Chapter 4 introduces a new kind of norm, a "non-instrumental" norm; he uses the word "ought" rather than "should" to designate this class of norms. These are norms that pertain more closely to social roles, tool-use, and language, and they aren't grounded as directly in the needs of survival as the other sort. These include norms of etiquette, norms of what it is to be a good philosopher, spouse, or carpenter, norms of how to use adjectives and adverbs. Importantly, humans aren't the only animals responsive to these non-instrumental norms; baboons are too. Their social roles are associated with various non-instrumental norms (like dominant and non-dominant females). How can there be an animal that's sensitive to oughts? The key is that, even if these oughts aren't directly grounded in the needs of survival, they're indirectly so. That's because we're social animals and we need to fulfill our social roles well to survive as a group.
──────────
## Written request
Pick up the passage on non-instrumental norms after its final sentence and keep it going. The records that follow come from a separate, unrelated source.
──────────
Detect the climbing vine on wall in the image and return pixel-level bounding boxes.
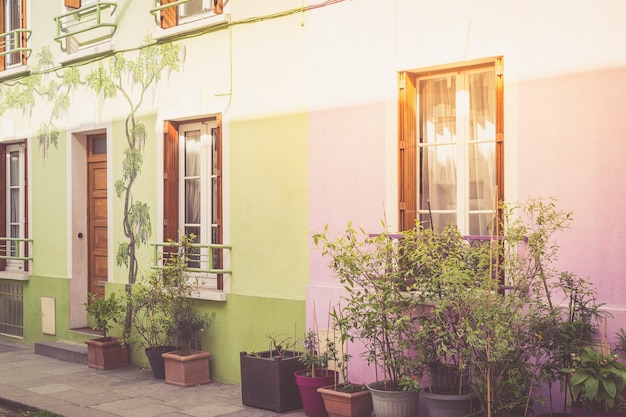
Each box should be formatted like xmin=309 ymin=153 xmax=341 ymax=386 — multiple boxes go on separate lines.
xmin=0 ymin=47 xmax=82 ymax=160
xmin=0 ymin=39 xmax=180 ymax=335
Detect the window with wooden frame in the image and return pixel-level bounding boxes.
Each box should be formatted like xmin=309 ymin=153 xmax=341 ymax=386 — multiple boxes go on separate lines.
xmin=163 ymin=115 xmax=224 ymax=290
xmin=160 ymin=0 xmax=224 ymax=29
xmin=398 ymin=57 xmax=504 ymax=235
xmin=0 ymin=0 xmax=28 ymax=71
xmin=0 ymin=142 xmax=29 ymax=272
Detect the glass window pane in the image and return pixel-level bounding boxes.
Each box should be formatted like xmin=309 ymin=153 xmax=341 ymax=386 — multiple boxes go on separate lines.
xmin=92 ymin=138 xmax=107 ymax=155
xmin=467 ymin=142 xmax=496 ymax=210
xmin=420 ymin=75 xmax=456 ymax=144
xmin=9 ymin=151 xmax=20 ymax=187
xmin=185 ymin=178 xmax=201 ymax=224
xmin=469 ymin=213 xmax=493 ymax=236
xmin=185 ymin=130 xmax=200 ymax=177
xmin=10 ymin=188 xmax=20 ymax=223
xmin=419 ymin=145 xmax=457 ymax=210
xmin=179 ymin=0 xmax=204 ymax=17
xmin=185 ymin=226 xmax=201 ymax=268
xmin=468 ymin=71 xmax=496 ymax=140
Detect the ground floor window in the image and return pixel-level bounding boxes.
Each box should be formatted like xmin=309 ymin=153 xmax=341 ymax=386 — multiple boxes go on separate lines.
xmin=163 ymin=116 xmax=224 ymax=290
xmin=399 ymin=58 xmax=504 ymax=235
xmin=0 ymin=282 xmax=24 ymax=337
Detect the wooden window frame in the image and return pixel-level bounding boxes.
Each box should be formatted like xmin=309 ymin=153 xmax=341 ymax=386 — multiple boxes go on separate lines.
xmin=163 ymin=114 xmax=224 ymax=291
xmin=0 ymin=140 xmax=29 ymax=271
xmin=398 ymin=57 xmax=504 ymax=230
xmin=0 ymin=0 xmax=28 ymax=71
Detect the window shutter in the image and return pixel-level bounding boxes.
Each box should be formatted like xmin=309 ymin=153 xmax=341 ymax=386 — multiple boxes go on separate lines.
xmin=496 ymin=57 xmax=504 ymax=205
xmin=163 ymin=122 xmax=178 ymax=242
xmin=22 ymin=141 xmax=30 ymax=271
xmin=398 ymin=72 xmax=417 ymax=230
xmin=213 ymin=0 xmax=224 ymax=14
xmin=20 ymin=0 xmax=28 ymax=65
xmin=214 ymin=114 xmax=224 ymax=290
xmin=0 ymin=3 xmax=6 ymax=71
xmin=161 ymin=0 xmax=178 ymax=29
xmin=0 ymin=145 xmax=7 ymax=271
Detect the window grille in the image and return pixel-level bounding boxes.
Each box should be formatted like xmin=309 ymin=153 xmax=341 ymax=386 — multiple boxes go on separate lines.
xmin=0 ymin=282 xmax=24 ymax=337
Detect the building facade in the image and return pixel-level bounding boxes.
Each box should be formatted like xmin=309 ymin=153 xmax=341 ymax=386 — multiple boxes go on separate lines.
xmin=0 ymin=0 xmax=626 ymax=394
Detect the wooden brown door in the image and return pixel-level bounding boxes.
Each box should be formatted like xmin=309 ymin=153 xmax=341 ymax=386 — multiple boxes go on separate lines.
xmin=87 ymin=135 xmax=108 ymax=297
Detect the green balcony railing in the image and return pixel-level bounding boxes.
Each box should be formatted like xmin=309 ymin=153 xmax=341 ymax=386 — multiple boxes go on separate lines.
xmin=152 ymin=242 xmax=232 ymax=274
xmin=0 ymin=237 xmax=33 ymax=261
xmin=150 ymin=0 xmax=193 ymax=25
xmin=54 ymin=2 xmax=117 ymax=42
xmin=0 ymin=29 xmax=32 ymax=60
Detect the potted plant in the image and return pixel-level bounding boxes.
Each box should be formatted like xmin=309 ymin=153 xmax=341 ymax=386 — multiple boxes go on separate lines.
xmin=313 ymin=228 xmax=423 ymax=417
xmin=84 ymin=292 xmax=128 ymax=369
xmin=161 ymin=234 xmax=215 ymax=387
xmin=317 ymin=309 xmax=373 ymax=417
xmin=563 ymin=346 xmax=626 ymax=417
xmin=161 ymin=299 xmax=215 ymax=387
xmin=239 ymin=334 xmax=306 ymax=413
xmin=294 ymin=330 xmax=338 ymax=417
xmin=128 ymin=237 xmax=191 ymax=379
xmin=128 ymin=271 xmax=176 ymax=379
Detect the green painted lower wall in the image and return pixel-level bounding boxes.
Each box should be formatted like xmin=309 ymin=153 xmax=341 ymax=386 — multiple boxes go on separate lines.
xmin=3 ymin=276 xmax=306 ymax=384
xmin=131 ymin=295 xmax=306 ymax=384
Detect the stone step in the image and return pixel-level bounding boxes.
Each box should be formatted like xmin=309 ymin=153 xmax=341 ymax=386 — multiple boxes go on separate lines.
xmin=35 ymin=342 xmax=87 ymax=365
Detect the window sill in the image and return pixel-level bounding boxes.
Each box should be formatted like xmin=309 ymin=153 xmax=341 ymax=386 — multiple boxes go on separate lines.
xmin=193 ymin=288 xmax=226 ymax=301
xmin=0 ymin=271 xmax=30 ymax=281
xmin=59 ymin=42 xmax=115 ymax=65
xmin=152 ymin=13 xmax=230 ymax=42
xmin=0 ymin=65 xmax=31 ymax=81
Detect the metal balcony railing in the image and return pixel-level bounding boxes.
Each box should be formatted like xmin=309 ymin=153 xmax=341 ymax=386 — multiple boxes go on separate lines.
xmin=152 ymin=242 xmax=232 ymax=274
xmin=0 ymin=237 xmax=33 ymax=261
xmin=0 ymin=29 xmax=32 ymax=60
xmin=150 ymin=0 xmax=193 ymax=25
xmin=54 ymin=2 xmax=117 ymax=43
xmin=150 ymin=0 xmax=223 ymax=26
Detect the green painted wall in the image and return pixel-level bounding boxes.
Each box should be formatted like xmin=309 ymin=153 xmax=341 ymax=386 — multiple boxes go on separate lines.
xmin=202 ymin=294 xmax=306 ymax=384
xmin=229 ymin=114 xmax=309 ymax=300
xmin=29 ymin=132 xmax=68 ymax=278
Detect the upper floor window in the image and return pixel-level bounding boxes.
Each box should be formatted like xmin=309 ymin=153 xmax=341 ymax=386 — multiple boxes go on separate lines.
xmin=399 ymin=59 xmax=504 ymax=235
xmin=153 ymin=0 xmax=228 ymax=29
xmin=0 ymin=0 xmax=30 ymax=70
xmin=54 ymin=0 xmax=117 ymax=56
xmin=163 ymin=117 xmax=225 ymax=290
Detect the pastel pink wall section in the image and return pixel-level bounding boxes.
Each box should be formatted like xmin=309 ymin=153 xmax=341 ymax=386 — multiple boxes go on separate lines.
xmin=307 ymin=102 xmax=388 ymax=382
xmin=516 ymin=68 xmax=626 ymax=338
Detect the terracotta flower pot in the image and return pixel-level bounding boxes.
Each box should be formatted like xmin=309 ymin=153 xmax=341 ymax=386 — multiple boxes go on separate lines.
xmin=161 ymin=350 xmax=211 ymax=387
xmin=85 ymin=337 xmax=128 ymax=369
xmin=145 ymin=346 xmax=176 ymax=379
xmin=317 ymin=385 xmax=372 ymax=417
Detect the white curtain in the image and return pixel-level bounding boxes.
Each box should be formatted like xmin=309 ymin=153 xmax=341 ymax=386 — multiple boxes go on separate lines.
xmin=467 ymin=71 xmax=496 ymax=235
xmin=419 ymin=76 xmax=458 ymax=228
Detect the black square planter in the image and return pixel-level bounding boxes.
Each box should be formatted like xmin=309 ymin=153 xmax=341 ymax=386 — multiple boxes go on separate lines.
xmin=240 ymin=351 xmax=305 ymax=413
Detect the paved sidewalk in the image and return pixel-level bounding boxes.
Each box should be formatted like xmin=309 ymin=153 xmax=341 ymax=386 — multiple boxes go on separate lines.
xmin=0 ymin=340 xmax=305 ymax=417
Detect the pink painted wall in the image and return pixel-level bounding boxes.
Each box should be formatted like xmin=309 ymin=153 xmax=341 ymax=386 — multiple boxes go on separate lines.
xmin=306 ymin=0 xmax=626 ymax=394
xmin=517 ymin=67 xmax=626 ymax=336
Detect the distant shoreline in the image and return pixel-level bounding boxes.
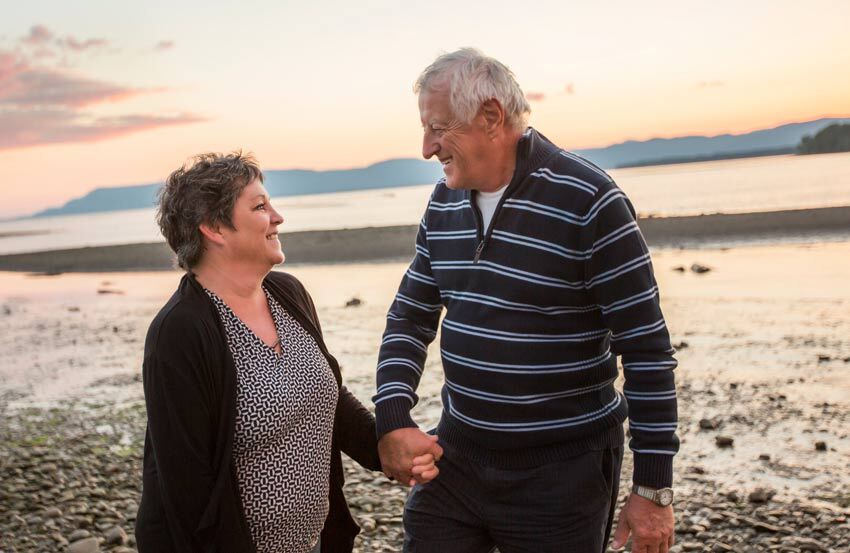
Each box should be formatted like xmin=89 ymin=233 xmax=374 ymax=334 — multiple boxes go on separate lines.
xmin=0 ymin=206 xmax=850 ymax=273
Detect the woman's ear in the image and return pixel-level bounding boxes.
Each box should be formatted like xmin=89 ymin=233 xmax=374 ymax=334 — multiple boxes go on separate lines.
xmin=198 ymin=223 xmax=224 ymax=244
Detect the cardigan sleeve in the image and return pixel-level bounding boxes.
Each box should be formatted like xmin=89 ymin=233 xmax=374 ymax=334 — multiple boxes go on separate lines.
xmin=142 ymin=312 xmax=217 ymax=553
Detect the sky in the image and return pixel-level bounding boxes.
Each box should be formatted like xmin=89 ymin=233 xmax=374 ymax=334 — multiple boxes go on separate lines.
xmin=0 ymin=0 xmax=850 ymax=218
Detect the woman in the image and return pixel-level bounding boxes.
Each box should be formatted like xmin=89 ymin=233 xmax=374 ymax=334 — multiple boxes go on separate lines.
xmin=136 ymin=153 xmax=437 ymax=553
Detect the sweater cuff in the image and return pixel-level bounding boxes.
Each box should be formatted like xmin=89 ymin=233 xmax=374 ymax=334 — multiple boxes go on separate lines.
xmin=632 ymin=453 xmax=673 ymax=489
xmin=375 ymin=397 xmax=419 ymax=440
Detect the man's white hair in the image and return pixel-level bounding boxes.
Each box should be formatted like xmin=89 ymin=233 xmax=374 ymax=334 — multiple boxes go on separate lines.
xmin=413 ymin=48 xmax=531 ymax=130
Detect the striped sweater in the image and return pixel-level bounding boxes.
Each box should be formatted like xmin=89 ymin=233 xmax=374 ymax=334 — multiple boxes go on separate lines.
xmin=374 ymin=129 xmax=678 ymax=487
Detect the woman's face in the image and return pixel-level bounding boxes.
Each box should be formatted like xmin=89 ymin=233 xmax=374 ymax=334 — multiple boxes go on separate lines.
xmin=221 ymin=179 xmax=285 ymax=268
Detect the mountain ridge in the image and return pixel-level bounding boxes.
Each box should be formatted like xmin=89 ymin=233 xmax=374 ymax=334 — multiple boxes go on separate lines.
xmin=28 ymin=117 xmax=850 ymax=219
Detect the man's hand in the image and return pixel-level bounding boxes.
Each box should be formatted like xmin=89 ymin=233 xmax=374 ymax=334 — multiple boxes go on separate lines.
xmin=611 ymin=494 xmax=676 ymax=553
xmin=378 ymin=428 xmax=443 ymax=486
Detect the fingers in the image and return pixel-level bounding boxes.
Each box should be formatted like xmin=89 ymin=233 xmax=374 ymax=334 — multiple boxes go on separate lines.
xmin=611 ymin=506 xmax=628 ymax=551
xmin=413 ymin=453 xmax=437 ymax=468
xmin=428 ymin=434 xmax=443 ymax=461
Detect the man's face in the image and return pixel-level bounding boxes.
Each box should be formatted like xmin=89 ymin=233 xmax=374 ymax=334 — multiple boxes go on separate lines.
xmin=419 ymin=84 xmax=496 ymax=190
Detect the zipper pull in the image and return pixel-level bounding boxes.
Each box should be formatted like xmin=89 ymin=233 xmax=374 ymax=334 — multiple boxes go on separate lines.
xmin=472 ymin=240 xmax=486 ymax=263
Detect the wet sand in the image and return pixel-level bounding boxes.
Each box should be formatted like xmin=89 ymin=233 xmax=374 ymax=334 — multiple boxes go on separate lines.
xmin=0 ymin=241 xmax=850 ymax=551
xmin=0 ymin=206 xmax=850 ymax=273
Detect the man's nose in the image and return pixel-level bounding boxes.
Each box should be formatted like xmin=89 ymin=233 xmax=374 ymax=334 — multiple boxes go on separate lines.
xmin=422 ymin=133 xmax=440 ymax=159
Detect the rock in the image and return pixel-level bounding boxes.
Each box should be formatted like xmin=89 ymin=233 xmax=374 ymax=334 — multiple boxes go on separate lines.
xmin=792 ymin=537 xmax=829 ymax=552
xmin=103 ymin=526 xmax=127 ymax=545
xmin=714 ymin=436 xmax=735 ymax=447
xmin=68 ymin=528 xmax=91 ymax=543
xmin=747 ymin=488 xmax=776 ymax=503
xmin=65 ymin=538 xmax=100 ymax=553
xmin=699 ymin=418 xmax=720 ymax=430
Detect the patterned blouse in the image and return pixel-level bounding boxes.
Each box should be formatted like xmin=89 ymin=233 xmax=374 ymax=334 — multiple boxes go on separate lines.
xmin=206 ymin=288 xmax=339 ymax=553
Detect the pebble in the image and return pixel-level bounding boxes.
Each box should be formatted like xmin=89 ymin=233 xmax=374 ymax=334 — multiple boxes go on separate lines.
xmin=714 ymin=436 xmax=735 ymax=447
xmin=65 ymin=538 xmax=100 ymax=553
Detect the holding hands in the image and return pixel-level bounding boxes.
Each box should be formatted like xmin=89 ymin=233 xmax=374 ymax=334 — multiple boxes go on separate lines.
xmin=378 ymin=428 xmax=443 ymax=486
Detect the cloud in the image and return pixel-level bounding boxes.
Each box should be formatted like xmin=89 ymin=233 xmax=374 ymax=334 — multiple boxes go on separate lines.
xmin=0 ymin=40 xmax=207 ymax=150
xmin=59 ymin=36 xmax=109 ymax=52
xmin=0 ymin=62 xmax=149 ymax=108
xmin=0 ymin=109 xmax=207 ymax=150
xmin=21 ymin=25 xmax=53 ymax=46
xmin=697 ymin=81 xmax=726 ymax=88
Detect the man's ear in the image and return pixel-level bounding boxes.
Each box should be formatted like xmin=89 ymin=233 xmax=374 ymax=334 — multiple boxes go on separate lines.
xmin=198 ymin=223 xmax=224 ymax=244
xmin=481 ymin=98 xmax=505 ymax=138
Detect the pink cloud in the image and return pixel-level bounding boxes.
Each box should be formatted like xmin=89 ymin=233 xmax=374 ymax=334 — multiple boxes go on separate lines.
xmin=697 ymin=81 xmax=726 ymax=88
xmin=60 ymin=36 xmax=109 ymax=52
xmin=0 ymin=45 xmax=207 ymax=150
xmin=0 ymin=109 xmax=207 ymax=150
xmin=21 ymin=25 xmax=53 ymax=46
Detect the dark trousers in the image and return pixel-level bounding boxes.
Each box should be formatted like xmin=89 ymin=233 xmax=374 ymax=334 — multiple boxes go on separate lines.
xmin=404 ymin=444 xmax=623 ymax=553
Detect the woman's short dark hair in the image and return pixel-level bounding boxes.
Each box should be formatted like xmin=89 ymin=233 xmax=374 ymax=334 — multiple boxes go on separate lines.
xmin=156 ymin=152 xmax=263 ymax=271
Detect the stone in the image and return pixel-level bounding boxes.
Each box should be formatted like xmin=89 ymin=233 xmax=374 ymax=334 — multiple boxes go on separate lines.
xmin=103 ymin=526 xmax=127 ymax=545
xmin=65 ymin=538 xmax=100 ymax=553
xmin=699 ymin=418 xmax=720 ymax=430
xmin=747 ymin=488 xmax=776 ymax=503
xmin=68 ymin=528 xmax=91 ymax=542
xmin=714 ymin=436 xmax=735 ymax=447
──────────
## The answer
Chapter 5 turns to the difference between people and baboons as far as social roles go. An obvious difference is that, next to baboons, there's an incredible amount of variability in the social roles available to people. What gives us so much flexibility in how we design and carry out our social roles? Humans are uniquely sensitive to two-dimensional norms. A two-dimensional norm, if I understand it correctly, is a norm that specifies both an end that something is to be used for, and a method by which it is supposed to be used. Consider a carpenter. The carpenter ought to make things out of wood. That is the carpenter's goal or end. But the carpenter is supposed to accomplish this goal in a certain way; that is, carpenters ought to adhere to socially established methods for building things out of wood. These two sorts of norms can come into conflict. That's because a carpenter might figure out a new, more efficient, method for building houses, a method that flouts convention. This might be socially disruptive, and society then has to figure out how to resolve such conflicts. In resolving these conflicts, society adapts to changing environmental conditions.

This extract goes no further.